> [AIM] Edit the rows below so that every "pin" becomes "place" and nothing else changes. Leave the picture out of your answer.

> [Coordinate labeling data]

= = =

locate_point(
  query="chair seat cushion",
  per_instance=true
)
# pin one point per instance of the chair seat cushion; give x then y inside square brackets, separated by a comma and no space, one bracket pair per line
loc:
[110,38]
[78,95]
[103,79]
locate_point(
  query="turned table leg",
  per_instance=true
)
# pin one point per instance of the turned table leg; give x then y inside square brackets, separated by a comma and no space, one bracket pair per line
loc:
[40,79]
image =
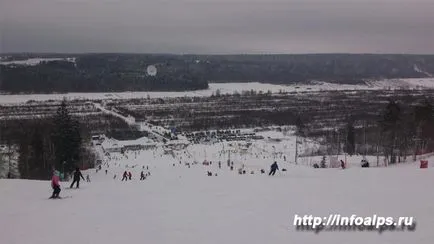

= = =

> [RIGHT ANSWER]
locate_point(
  query="chair seat cushion",
  per_instance=true
)
# place one point per instance of the chair seat cushion; give x then y inside square brackets, separated by a comma and no space, one bracket pair per line
loc:
[110,38]
[78,95]
[103,79]
locate_point(
  query="turned table leg",
  per_instance=true
)
# place one point per instance of the turned table leg; give x then y inside square brackets, separated by a comma and no space, one bracket pair per line
loc:
[40,79]
image =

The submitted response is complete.